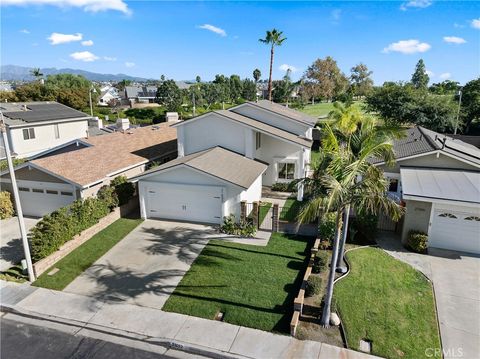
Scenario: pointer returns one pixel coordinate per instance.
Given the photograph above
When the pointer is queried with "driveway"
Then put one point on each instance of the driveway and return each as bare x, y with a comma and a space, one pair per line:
146, 266
456, 279
11, 249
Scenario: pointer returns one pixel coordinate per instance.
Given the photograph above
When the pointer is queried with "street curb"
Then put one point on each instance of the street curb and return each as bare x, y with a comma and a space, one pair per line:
119, 333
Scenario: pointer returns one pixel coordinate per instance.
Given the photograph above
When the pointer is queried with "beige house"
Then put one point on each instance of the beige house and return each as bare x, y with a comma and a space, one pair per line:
438, 179
81, 168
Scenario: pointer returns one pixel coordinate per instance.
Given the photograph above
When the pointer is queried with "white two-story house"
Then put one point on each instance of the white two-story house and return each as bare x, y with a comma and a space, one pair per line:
35, 127
225, 157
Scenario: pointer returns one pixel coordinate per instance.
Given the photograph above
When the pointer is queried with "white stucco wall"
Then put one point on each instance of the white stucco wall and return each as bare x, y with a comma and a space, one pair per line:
274, 120
45, 137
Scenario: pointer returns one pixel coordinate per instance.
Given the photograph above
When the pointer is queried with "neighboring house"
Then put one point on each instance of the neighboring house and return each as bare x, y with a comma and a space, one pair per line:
438, 179
224, 158
34, 127
80, 169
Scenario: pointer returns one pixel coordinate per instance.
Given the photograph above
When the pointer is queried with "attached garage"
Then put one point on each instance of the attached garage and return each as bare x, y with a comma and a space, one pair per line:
445, 204
202, 187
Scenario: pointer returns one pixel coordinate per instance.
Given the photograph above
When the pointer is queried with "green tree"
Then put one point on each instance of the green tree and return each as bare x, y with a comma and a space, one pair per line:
360, 80
169, 96
272, 38
420, 78
325, 79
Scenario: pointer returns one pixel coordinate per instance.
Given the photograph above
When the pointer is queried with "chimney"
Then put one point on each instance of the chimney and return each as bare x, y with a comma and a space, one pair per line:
123, 124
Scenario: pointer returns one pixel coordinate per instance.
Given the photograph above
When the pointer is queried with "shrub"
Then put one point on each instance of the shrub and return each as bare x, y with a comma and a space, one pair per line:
328, 227
242, 228
320, 262
417, 241
6, 205
314, 286
123, 189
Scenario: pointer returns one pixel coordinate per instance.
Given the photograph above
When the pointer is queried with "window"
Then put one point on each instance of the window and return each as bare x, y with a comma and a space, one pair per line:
28, 133
447, 215
286, 171
393, 186
56, 130
258, 140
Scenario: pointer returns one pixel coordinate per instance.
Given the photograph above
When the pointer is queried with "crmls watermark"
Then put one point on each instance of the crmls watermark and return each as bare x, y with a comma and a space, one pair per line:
445, 352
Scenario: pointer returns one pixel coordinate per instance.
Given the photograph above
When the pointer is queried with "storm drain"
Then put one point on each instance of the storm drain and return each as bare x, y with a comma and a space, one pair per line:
365, 345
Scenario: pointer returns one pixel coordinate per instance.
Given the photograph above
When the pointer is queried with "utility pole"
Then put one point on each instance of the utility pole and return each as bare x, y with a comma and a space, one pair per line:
458, 111
16, 196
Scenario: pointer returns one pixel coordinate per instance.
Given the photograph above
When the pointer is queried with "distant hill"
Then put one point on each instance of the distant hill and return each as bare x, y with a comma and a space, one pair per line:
22, 73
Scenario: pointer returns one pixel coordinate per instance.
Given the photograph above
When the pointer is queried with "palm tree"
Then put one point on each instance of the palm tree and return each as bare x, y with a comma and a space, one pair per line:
346, 178
272, 38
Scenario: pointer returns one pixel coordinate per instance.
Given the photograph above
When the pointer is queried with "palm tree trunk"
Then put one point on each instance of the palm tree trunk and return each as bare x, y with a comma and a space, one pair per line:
344, 239
325, 320
270, 77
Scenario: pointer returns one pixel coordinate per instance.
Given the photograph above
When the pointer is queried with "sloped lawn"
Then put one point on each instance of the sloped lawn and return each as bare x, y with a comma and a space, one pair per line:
388, 302
253, 286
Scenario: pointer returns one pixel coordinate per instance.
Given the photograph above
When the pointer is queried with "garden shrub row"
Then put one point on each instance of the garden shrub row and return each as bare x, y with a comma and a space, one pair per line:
60, 226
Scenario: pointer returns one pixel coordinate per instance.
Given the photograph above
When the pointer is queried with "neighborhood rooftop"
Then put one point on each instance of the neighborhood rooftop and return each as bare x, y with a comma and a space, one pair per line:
20, 113
221, 163
110, 154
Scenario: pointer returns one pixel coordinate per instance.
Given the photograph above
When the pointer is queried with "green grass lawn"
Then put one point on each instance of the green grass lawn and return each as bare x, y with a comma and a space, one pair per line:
254, 286
388, 302
290, 209
84, 256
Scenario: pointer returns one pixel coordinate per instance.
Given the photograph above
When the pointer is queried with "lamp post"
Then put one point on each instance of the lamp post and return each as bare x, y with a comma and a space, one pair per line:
16, 196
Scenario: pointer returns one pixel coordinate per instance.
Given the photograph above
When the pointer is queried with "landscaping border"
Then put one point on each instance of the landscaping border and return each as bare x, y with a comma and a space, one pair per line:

*Problem requirements*
Print each line of the material above exactly, with the pictures removed from your copy.

*Response to this exercise*
Scenario: pointer returns one pixel coordinate per instance.
Given the photograph above
When the pointer is queried with "driveway"
Then put one point on each instance of the driveway and return each as bare x, y with a comma and a space, one pair per line:
146, 266
456, 279
11, 249
Scenario: pointer returns one pixel coordinate per instance.
Given the photograph above
When the pointer is queried with "street curb"
Then put one point on each instance of the street curb and return each as bare x, y with a comma and a space, one pair per line:
119, 333
Scenario: pointer returns one pixel coordinate per instance.
Given the photograph above
When the pointer is queried with "beige house"
Then put one point on each instance of the beige house and return each as bare x, y with a comma and a space, one pair per line:
438, 179
81, 168
Scenario: pointer returns one pixel coordinate per instance.
Given the photograph above
When the pointer is queried with "white two-story house"
Then put one point on each instance of the white two-story house and return each as bare x, y with a comma and a space, one pair per line:
35, 127
225, 157
Scenario: pointer returns one pixel coordinate per instance.
Given the photograph above
When the pointer is queried with "white stucco wall"
Then put one point on each instance of the white stucco wall and return each as bare x, y with a comma and a space, one pair per line:
274, 120
45, 137
Scenario: pointer returns one pixel coordinate per instance.
Given the photograph above
When the pointer is queried with "neighboring house"
Then put one point on each instance of the neighboring house and return each as bare x, y with a comma and a space, one pair per line:
438, 179
224, 158
34, 127
80, 169
Scenario: pointer returns one pixel coordinate per instance.
Given the photograph above
When the pointer is queried with "attached garage"
Then put one point on each instance of the attached garage and return each as bare x, y with a comma and a space, one pair per line:
445, 204
202, 187
Scenario: pointer returns one pixel coordinate per instance.
Given the photograph above
When the pointer is queried with "green tree"
Then put one point on each instance of the green tree and return each as bare x, y with a comma and a space, one pair per line:
360, 80
169, 96
272, 38
420, 78
325, 79
Scenario: pointer returns one pixel coordinate per instance.
Given the photograph above
When the pointer is queried with "chimney"
Then put one point on each instance of the chimney and return each as bare x, y with a comma and a space, one pair per line:
123, 124
Scenario: pointer returns one pixel coordinate per instance.
Given the photograph above
When the pointer is queried with "shrub"
Then put one point on each instance of the shrub and return each as bare x, y with a comma and a space, one pair per line:
328, 227
242, 228
320, 262
417, 241
6, 205
314, 286
123, 189
Scenario: pointer returns one pixel coordinate per instance.
Given the photograph above
When the pointer is queried with "window"
Then put one point on each instance of the window and return each as bare x, y with a comma and a space, one pair per line:
28, 133
447, 215
286, 171
393, 186
56, 130
258, 140
Scenario: pointer returns one pixel coordinate per instance.
Given the photograph above
When the pointer is queried with "crmls watermark"
Then put one point on each instance of the crmls watermark and return each as bare x, y with a comma and a space, one pair per line:
445, 352
Scenario: pointer returns one pixel coordinate per instance.
Given the photograph above
When the pointer is queried with "storm drain"
Then put one point on each instance of the storm drain and return each as bare x, y with a comma and a space, one pair per line:
365, 345
Scenario: pointer returns one pixel coordinate per instance.
Given the photograph above
When the pointer is queried with "utility pole"
Then put one point on each instance of the utility pole and return each as bare x, y with a comma and a space, one pair per line:
458, 111
16, 196
Scenario: pointer returns one pixel coordinate per instance.
Given the photograph above
When the pointer is queried with "distant hill"
Then put one point on each instance of the distant hill and return each as bare x, y with a comma and a space, one pair per line:
22, 73
Scenario: pointer returns one pixel coordinate per instance.
Given the photograph above
When the pointer is queried with "palm tree"
Then put one point on each instance of the palm tree and return each as bare x, y with a comma and a space, one pair per line:
346, 178
272, 38
Scenario: pointer returns one pixel coordinate per instance.
Given the photograph above
When the pointer is queried with "palm tree trunk"
Then put one point on each instance of the palm tree trunk and return each as bare x, y with a comma and a space, one pair per line:
344, 239
325, 320
270, 77
Scenario: pointer returns one pixel coordinate per instance.
Given the photograph above
When the pointer is queried with "sloped lawn"
Then put one point on each instance of the sloped lawn and return each as bare x, y with a comma and a space, one pair per line:
388, 302
253, 286
Scenario: pointer returns one pixel coordinate per instance.
Given the photograph above
When the pointer is queried with "garden shrub row"
Then put one point on each instance of the garden shrub row and return each as bare x, y with a comma and a space, one pair per line:
60, 226
Scenario: pointer returns one pixel coordinate per instance.
Given the photograph above
When the pointer is queried with "neighborhood rooftop"
Then put one point on each instance of the neighborhood rooftop and return each as bare x, y with a comma and a space, one pair per line:
20, 113
221, 163
110, 154
Scenario: pointer returns one pixel coordinate per instance.
Given the photograph above
When the pointer is queried with "green grass lawn"
Then put one point on each instance of the green grass lawn and return each as bare x, y with a comma and a space, one pair per line:
254, 286
388, 302
290, 209
84, 256
Scenario: pointer returns one pixel coordinate per instance.
Given the photograph above
When the pointer is queried with "lamp post"
Then put one point on each instance of the lamp post and return each as bare x, y with a comma and a space, one pair per line:
16, 196
Scenario: pointer returns one pixel coordinate per instance.
Given the photograph above
When the pointer is queried with "landscaping border"
Then put one point on each instance of the landscaping border and return each as bare x, y with a comma and a space, one pair per line:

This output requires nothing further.